**What you should do:**
Reproduce word for word the lines of the records that begin with the line containing "449, row 521." and continue through the line containing "column 822, row 574", including both of those lines.

::: Records for the task

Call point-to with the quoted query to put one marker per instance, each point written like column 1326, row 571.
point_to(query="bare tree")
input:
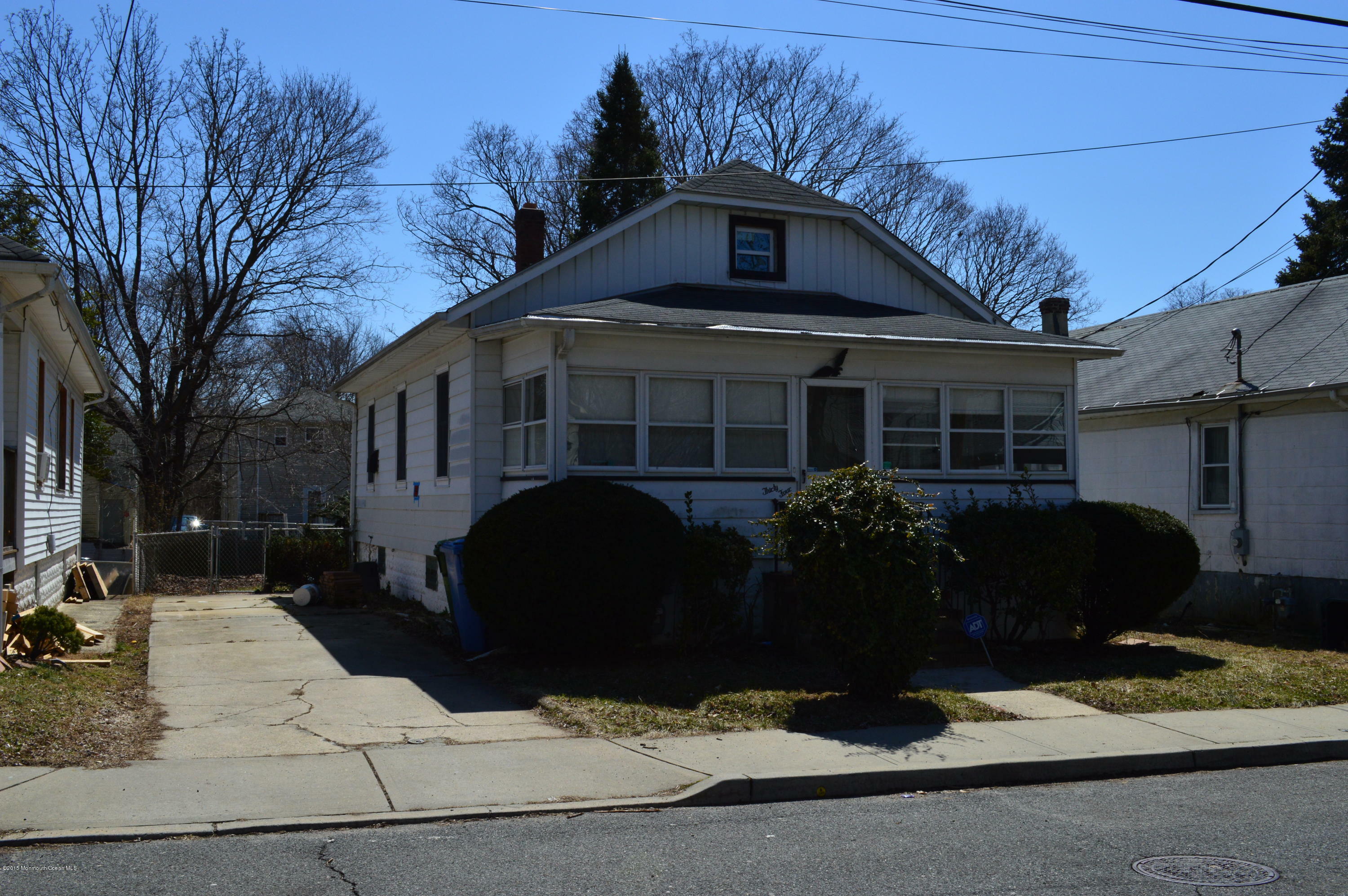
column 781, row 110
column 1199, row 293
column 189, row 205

::::::
::: Records for the task

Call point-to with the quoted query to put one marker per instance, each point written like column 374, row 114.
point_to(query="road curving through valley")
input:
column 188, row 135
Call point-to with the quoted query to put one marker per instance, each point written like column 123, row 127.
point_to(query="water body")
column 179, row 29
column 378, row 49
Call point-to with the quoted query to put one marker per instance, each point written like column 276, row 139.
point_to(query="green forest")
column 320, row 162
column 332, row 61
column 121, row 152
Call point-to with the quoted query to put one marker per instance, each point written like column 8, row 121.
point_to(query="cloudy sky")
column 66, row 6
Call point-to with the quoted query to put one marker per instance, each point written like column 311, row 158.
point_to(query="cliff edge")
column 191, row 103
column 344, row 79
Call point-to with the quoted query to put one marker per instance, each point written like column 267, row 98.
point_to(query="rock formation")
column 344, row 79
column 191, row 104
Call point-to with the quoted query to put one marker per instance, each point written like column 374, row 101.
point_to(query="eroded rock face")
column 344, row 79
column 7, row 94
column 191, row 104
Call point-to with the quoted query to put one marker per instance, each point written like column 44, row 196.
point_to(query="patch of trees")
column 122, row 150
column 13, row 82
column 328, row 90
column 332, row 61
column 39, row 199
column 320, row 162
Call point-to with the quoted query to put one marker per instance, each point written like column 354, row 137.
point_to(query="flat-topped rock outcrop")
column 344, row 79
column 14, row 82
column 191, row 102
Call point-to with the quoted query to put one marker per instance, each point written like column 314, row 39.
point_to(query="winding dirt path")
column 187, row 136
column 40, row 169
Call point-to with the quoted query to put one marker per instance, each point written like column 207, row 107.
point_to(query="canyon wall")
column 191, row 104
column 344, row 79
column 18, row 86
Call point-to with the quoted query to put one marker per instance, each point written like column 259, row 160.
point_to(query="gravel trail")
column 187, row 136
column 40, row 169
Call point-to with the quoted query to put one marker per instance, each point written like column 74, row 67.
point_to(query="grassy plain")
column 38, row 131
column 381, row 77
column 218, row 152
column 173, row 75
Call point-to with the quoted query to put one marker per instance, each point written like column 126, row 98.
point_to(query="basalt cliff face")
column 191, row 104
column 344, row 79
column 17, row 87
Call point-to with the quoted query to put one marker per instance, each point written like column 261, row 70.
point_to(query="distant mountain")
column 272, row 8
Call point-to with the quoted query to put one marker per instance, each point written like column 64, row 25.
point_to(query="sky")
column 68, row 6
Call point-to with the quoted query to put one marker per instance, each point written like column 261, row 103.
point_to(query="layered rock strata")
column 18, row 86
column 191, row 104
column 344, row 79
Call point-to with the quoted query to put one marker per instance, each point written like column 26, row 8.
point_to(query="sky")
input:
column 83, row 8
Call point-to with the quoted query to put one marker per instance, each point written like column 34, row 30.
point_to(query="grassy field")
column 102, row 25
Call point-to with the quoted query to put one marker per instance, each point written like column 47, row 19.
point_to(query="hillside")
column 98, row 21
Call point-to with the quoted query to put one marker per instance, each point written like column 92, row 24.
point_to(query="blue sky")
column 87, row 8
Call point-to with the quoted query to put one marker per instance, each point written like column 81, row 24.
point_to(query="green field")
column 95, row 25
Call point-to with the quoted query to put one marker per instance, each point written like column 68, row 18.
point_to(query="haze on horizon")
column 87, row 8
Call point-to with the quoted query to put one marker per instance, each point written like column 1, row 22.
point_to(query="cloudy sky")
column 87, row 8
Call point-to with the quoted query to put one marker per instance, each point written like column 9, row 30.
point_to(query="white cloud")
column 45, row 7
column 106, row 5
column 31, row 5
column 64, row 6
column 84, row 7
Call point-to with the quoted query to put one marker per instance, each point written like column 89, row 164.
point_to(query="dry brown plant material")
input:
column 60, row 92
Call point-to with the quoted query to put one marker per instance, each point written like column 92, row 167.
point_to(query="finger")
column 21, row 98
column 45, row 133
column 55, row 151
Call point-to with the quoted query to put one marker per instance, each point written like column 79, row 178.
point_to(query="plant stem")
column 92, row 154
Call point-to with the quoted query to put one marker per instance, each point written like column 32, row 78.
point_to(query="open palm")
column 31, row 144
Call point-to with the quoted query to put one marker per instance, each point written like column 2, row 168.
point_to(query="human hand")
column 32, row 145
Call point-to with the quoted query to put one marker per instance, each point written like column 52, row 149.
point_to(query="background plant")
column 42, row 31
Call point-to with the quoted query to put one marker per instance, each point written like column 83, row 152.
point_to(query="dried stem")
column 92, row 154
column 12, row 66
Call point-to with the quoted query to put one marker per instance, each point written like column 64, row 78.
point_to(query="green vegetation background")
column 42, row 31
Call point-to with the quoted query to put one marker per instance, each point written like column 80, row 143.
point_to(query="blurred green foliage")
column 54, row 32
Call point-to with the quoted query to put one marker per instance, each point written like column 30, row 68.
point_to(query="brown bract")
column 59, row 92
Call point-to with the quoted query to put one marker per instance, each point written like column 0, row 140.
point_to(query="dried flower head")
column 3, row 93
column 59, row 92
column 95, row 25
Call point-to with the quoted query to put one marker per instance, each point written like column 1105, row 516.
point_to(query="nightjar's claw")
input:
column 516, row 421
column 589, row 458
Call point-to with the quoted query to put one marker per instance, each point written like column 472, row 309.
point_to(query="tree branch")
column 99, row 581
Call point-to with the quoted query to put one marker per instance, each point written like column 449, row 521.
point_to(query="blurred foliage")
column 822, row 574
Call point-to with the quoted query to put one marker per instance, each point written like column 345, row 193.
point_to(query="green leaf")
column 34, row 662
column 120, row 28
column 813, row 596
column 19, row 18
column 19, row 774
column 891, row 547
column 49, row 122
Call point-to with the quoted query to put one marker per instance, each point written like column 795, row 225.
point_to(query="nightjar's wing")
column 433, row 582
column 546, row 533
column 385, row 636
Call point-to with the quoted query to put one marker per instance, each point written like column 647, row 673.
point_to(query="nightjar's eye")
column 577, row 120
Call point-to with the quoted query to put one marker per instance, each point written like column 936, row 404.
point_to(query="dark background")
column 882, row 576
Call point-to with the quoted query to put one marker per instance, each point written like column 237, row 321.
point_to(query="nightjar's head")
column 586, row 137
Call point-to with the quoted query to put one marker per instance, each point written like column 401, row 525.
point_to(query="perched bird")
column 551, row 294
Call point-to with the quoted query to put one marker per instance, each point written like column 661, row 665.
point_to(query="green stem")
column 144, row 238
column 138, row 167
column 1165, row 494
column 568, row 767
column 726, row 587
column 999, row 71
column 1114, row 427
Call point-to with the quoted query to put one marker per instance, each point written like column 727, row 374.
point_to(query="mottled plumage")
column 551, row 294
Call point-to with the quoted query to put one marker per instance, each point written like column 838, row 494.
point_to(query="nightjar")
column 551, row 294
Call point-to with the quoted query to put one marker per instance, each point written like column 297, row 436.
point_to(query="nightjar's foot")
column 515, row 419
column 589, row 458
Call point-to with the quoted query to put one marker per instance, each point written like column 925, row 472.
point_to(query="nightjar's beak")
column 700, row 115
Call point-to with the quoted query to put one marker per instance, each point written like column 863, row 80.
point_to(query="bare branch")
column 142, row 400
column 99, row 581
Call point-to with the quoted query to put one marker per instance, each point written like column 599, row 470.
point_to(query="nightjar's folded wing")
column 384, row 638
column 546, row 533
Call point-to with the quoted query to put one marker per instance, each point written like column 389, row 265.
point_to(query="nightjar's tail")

::::::
::: Records for the task

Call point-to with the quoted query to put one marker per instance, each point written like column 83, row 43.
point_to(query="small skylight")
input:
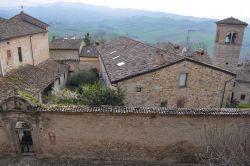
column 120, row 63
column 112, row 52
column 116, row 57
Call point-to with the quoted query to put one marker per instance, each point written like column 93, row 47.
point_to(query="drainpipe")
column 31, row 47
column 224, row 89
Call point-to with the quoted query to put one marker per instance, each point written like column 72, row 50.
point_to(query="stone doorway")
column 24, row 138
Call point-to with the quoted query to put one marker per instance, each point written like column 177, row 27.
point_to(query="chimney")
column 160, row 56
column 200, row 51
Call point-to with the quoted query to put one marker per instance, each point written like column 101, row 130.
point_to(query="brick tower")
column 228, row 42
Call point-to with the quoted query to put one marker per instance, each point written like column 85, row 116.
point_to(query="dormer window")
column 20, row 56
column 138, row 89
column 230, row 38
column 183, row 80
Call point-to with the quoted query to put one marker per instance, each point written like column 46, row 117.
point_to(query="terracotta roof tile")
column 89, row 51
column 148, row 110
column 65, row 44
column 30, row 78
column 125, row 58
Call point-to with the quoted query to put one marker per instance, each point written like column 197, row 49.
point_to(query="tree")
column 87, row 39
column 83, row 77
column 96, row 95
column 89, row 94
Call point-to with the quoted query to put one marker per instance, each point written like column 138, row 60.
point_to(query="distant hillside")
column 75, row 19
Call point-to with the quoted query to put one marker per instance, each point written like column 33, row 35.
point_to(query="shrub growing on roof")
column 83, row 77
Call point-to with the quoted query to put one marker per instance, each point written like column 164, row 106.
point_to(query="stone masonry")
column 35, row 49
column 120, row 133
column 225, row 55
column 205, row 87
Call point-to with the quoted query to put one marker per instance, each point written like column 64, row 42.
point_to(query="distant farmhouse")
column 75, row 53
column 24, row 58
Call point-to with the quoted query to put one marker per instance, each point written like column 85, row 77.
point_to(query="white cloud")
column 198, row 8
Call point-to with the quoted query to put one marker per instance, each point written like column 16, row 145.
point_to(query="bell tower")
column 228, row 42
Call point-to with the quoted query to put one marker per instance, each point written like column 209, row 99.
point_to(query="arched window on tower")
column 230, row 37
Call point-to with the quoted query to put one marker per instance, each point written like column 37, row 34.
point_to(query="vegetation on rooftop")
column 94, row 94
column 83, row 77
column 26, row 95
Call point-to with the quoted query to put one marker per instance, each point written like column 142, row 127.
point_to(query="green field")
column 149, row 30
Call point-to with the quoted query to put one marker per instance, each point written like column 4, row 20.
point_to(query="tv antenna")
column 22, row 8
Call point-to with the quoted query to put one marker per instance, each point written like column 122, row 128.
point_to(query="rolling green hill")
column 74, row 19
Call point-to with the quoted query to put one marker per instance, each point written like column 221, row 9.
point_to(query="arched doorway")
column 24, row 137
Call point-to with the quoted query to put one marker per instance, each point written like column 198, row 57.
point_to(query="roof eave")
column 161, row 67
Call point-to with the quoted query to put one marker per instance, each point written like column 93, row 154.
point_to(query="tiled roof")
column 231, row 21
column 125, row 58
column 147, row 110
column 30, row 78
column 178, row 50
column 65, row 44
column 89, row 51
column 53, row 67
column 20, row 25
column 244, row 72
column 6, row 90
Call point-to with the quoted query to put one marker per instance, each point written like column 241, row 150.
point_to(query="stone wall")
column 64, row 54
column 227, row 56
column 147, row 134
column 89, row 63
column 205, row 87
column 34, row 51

::::::

**The completed task:**
Call point-to with the quoted query to put one marker per instance, each point written like column 449, row 521.
point_to(query="blurred foliage")
column 822, row 574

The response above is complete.